(Beginning of SELECTED EXCERPT)
How 3D printing could open up new careers in pharmaceuticals

How 3D printing could open up new careers in pharmaceuticals

The pharmaceutical and healthcare industries offer a raft of jobs for both graduates and those already in the world of work, whether it's in drug development, sales or patient-facing roles.

However, it is interesting to consider the fact that new careers are arising all the time as a result of developing technologies - and that anyone hoping for top jobs in pharmaceuticals could begin training now in the hope of setting off down a pathway towards them.

The rise and rise of 3D printing

One area that is likely to see a boom in growth over the coming years is 3D printing for healthcare and pharma, something that has already proved its worth in a range of different fields as the specifics behind it improve.

For instance, 3D printing has assisted in surgery to separate conjoined twins by allowing surgeons to practise on complex models, as well as in dry runs of face transplants and spinal surgery.

It is also being used to produce low-cost implants for bones and teeth, and in the production of hearing aids, Chemistry World reports.
(End of SELECTED EXCERPT)
(Beginning of DATA FOR ANALYSIS)
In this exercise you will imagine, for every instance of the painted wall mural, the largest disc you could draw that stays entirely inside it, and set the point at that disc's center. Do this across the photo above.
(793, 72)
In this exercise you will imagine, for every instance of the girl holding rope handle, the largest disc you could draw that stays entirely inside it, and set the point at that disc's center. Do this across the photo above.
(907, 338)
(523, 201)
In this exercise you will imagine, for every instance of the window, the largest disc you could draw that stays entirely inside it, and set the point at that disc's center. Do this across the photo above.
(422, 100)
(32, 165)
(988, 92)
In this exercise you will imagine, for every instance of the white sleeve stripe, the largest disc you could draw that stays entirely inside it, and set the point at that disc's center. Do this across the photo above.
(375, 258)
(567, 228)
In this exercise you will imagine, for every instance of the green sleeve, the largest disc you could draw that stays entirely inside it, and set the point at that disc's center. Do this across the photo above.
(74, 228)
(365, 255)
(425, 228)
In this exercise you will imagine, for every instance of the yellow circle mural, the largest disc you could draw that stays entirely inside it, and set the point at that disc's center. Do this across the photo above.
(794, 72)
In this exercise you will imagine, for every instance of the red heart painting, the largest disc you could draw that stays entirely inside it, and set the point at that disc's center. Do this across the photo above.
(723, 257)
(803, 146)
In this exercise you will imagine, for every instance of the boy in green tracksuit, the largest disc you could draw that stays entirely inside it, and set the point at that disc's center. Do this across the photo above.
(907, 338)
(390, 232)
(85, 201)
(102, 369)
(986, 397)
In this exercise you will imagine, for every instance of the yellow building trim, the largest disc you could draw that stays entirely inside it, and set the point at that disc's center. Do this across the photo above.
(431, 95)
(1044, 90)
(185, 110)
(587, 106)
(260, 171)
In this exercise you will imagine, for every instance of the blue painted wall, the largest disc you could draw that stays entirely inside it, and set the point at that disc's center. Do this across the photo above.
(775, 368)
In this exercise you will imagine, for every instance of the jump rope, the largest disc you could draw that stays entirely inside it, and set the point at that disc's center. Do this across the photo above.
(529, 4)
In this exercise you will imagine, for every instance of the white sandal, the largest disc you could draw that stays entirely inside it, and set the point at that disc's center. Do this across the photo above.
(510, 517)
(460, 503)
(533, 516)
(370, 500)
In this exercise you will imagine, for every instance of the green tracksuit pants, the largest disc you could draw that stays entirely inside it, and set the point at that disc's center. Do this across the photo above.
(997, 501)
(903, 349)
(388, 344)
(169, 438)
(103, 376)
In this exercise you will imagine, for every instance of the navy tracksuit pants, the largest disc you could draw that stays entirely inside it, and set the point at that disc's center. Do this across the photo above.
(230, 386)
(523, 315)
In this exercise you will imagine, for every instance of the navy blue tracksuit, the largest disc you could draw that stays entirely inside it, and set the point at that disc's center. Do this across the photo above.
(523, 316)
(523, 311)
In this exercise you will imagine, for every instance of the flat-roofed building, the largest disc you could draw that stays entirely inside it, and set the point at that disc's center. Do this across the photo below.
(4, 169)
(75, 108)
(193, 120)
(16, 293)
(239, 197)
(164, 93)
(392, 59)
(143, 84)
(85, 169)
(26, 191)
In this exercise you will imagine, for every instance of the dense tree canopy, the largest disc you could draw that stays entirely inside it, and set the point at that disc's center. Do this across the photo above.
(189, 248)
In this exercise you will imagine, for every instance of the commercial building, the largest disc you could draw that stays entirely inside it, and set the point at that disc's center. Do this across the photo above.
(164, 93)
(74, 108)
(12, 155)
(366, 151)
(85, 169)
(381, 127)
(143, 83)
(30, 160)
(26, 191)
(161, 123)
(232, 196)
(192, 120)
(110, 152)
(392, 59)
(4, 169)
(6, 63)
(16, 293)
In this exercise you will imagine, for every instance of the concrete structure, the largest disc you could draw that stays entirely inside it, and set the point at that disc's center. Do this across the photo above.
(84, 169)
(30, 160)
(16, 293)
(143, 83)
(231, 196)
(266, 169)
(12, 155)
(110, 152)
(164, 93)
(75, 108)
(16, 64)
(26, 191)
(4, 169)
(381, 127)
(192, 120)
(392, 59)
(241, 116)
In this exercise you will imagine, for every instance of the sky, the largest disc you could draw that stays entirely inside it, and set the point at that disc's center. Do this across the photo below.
(End of DATA FOR ANALYSIS)
## ASSIGNED TASK 1
Answer these from the article on 3D printing and pharmaceutical careers:
(a) In the surgery to separate conjoined twins, how did 3D printing help the surgeons?
(b) Which three kinds of roles does the opening give as examples of pharmaceutical and healthcare jobs?
(c) According to Chemistry World, what two uses of 3D printing are named besides helping with surgery?
## ASSIGNED TASK 2
Carry on the article about 3D printing and pharmaceutical careers from the point where it stops.
The records stand apart from the article on 3D printing and pharmaceutical careers.

## TASK RESPONSE 1
(a) It let the surgeons practice on complex models.
(b) Drug development, sales, and patient-facing roles.
(c) Making low-cost implants for bones and teeth, and producing hearing aids.

## TASK RESPONSE 2
Now though, the pioneering technology is coming to the fore as a way of improving medicine manufacturing and delivering increasingly personalised drugs to patients.

Developments in drug manufacturing

The first 3D-printed tablet, an anti-epileptic called Spritam, was created in 2015 and companies across the globe are now looking into emulating this to create their own drugs.

Last year, Aprecia and Cycle Pharmaceuticals from Cambridge announced that they would be developing and commercialising 3D-printed tablets for orphan diseases.

The huge draw of 3D printing is that it can not only print thousands of tablets a day using a single printer, but also that it is able to be tailored to produce specific types of drugs in whatever dose is required.

This is excellent for smaller pharmaceutical companies. No longer are they restricted on what medicines they can develop because they do not want to produce thousands of doses that they will not be able to distribute. Instead, it is possible to effectively 'change the ink' on the 3D printer and print many different types of tablets - or even single doses.

Clive Roberts from the University of Nottingham told Chemistry World that this has huge implications for personalised medicine, with the potential for 3D printers to eventually be incorporated into pharmacies to create medicines for individual patients. This would mean drugs are carefully tailored towards their healthcare needs at no extra cost.

Issues with 3D printing

Of course, as with any new technology, there are issues with 3D printing that need to be ironed out before it can be widely used in the healthcare industry.

However, that in itself produces new career opportunities for graduates in the sciences and those working towards pharmaceutical jobs.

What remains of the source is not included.